From Hooch To Haute Cuisine: A Nearly Extinct Bootlegger's Corn Gets A Second Shot
Sometime around the turn of the last century, a blood-red, flint-hard "dent" corn with a rich and oily germ made its way from Appalachia to the islands of Charleston, S.C. The corn was grown out by local farmers and bootleggers, who found that it made spectacular hooch, or moonshine whiskey.
"In the 1980s, you used to be able to go to James Island," recalls Glenn Roberts, founder of heirloom seed purveyor Anson Mills. "And, if you knew the right people, they'd sell you delicious food out their backdoor kitchen and you'd get a jar of Jimmy Red hooch with it. But though I knew the hooch, I never knew the corn."
Nobody really knew the corn – not until the early 2000s, when the last known bootlegger growing the corn died, and the corn almost died with him. Two ears were rescued from his plot and gifted to celebrated local farmer and seed saver Ted Chewning, with the suggestion that he grow it out for his hogs.
Chewning loves to save seeds — he has revived nearly extinct corns, beans, heirloom radishes, watermelons and field peas. He rescued Jimmy Red as well, growing it and saving kernels each year, increasing the seed stock. Little did he know that soon it would burst on the restaurant scene as a prized heirloom cultivar that makes unforgettable red-flecked grits and a rich, smooth whiskey with honey-nut undertones.
--------------------
> _WRITTEN REQUEST 1_:
Answer these questions from the article on Jimmy Red corn:
(a) From what region did the corn travel to the islands of Charleston?
(b) What heirloom seed company did Glenn Roberts found?
(c) How many ears of the corn were rescued from the last known bootlegger's plot?
> _WRITTEN REQUEST 2_: Please reproduce a passage of the Jimmy Red corn article word for word, starting at "Chewning loves to" and ending after "with honey-nut undertones.".

> _Items from a data source_:
--------------------
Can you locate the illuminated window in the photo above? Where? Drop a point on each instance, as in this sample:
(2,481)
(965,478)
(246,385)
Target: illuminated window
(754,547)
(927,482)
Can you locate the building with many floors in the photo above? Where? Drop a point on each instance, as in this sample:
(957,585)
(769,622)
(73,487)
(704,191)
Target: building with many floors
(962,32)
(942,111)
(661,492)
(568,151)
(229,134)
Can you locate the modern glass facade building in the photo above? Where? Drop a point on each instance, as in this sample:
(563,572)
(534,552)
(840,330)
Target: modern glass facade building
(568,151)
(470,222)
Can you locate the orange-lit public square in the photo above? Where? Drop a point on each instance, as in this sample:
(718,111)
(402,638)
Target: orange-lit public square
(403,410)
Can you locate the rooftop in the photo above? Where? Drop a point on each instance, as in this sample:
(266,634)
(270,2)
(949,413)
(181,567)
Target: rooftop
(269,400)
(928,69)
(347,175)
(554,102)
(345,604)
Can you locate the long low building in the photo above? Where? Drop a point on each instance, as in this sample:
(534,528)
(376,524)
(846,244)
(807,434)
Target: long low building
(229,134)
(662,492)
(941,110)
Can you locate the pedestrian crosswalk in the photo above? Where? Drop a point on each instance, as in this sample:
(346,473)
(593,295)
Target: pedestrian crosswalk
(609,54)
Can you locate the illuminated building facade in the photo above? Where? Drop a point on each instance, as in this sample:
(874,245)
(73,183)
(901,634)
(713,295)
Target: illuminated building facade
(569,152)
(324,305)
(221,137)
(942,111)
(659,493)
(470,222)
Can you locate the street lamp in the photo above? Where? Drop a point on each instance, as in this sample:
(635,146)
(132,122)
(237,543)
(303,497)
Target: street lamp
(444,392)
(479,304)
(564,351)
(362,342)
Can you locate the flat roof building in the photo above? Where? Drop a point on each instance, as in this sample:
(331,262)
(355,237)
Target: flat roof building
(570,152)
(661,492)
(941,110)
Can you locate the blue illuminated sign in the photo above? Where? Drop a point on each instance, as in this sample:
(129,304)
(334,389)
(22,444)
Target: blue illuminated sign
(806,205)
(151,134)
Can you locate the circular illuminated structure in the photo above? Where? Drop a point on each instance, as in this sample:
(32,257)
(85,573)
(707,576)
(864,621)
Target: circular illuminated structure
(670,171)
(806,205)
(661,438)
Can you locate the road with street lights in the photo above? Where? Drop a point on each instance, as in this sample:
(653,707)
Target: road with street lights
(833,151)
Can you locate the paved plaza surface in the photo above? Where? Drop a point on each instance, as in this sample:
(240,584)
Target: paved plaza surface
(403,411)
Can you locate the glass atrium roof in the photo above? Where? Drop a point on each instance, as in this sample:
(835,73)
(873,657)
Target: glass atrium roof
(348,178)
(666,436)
--------------------
> _FINISHED ANSWER 1_:
(a) Appalachia
(b) Anson Mills
(c) Two

> _FINISHED ANSWER 2_:
Chewning loves to save seeds — he has revived nearly extinct corns, beans, heirloom radishes, watermelons and field peas. He rescued Jimmy Red as well, growing it and saving kernels each year, increasing the seed stock. Little did he know that soon it would burst on the restaurant scene as a prized heirloom cultivar that makes unforgettable red-flecked grits and a rich, smooth whiskey with honey-nut undertones.